▸ REQUIRED ACTION: In the entries below, find each line with the word "white" and return it.

(EXCERPTED DATA)

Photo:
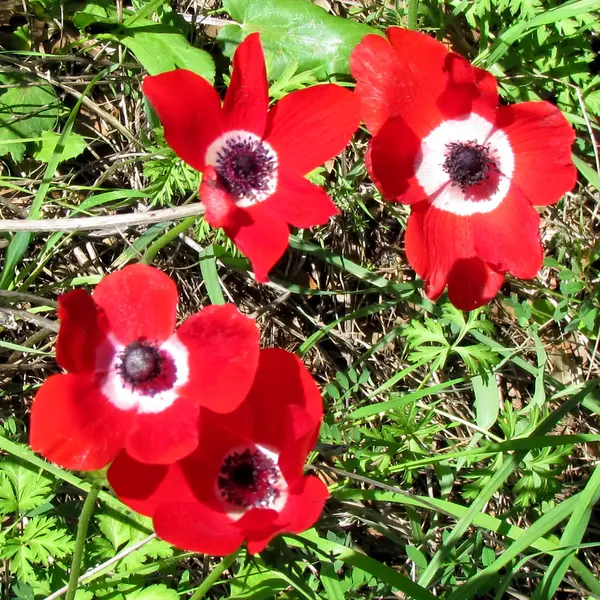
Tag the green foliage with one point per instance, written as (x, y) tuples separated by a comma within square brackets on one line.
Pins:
[(26, 110), (435, 340), (118, 533), (160, 48), (442, 410), (41, 542), (74, 146), (171, 179), (22, 488), (294, 32)]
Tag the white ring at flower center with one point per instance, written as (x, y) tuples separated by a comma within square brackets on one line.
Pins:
[(430, 173), (123, 395), (240, 135), (236, 512)]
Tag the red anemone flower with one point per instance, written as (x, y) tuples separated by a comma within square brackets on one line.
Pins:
[(470, 170), (133, 381), (254, 159), (245, 480)]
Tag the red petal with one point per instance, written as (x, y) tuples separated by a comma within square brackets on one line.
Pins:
[(472, 283), (220, 207), (392, 164), (302, 510), (310, 126), (300, 203), (190, 111), (74, 425), (165, 436), (145, 487), (404, 78), (223, 347), (139, 302), (541, 139), (468, 90), (247, 99), (196, 527), (83, 327), (218, 434), (508, 238), (440, 247), (435, 240), (261, 236), (281, 382)]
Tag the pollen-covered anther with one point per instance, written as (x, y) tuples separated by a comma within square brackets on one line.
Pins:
[(246, 166), (249, 478), (140, 362), (468, 163)]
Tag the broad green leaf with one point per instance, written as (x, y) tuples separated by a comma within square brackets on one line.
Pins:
[(487, 400), (74, 145), (255, 581), (154, 592), (295, 31), (161, 48), (26, 110)]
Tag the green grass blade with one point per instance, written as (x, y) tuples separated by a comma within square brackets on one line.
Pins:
[(375, 568), (208, 268), (495, 482), (572, 535), (20, 241)]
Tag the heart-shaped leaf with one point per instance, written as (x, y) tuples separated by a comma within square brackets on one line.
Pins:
[(295, 31)]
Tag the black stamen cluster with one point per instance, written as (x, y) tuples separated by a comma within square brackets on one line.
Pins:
[(245, 166), (468, 163), (140, 362), (248, 479)]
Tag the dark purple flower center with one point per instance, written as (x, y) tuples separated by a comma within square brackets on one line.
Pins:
[(245, 166), (248, 479), (468, 163), (140, 362)]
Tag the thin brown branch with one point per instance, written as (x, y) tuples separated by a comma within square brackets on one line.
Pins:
[(110, 222)]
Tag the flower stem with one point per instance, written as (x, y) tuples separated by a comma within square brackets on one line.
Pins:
[(212, 577), (84, 519), (413, 9), (164, 239)]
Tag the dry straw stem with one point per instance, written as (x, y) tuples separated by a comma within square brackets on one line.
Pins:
[(96, 223)]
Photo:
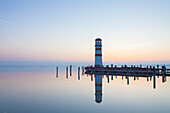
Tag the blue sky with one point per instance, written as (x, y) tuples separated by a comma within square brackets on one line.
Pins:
[(64, 31)]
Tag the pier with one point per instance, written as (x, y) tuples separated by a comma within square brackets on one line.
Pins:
[(128, 71)]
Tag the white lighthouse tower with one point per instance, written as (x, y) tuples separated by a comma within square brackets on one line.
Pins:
[(98, 53), (98, 63)]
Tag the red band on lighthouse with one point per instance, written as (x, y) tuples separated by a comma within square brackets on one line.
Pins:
[(98, 54), (98, 45), (98, 84), (98, 48)]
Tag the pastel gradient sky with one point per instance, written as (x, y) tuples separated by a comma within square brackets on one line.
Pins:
[(65, 30)]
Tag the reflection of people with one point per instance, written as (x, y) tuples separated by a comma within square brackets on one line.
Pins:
[(98, 88)]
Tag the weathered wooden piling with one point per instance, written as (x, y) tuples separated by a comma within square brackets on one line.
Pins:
[(127, 80), (154, 78), (57, 71), (66, 72), (70, 70), (163, 73), (82, 67), (108, 78), (91, 77), (78, 73), (147, 78)]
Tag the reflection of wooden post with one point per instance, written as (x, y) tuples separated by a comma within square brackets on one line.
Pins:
[(158, 70), (78, 73), (57, 72), (66, 72), (112, 71), (70, 70), (127, 80), (91, 76), (154, 79), (163, 73)]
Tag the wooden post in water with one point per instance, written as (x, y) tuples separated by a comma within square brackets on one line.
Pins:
[(82, 67), (70, 70), (134, 69), (140, 65), (91, 76), (158, 70), (150, 75), (57, 71), (163, 73), (112, 71), (107, 67), (127, 80), (66, 72), (78, 73), (154, 78)]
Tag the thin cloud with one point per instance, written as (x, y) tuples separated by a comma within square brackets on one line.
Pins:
[(6, 21)]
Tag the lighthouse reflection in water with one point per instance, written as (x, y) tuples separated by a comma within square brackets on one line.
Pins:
[(98, 88)]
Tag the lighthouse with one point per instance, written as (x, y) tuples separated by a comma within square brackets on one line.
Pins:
[(98, 53), (98, 63)]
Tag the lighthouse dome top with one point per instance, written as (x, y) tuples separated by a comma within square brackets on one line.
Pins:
[(98, 39)]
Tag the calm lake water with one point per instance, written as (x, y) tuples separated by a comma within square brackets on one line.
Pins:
[(35, 89)]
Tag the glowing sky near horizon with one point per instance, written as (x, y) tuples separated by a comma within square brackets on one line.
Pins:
[(57, 30)]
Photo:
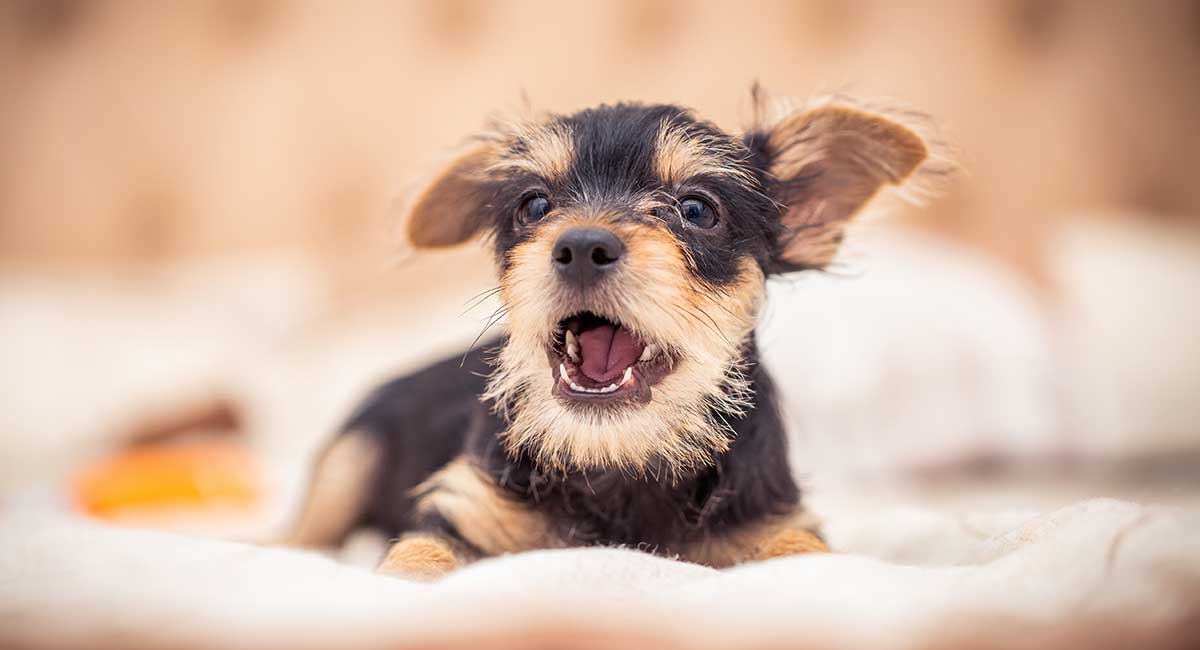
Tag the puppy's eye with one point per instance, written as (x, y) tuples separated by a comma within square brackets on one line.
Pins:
[(697, 212), (533, 210)]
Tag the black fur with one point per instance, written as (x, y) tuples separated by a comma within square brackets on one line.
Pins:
[(429, 417), (615, 167)]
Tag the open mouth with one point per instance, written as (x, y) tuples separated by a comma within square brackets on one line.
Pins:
[(595, 359)]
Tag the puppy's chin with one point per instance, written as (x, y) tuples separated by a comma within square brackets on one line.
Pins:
[(676, 425)]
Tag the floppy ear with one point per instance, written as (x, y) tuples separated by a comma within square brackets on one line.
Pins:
[(453, 208), (823, 164)]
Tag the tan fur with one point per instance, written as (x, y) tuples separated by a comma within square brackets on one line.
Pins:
[(339, 487), (773, 539), (483, 516), (657, 296), (439, 216), (547, 150), (679, 156), (850, 154), (419, 558), (447, 212)]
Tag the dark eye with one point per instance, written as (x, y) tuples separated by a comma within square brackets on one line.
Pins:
[(697, 212), (533, 210)]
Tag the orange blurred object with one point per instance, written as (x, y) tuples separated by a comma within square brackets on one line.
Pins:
[(192, 475)]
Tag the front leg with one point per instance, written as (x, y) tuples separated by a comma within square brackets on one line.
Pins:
[(463, 517), (791, 541), (420, 557)]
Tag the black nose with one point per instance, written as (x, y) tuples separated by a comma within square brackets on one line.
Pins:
[(583, 254)]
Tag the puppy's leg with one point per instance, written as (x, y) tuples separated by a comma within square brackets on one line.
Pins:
[(790, 541), (420, 557), (339, 491)]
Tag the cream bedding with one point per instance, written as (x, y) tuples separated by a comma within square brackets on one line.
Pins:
[(1096, 573)]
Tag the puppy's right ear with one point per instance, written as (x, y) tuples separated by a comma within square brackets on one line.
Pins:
[(453, 208)]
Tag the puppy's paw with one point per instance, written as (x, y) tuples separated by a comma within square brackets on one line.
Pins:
[(790, 542), (419, 559)]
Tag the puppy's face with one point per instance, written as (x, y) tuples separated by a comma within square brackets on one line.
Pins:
[(633, 242)]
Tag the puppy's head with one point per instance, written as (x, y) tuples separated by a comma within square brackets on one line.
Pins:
[(633, 242)]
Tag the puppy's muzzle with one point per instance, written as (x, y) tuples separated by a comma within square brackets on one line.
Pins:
[(583, 256)]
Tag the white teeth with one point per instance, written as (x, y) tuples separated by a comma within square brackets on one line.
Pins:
[(651, 351), (573, 347), (610, 387)]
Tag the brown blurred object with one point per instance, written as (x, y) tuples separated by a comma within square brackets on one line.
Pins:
[(138, 133), (195, 475), (217, 415)]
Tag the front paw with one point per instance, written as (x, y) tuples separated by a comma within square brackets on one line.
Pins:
[(419, 559), (790, 542)]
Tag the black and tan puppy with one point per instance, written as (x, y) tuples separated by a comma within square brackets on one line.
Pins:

(End EXCERPTED DATA)

▸ ANSWER BOX:
Tag the white ring at flower center with one point per instance, written as (x, y) tuples separated by a comma within square brackets on one line.
Tag the white lighthouse tower with one point per instance, written as (x, y) tuples separated by a comma within square brackets on one line.
Tag the white teeth with one point per instance, written as (x, y) tuples separated by a comma within square brackets on one line.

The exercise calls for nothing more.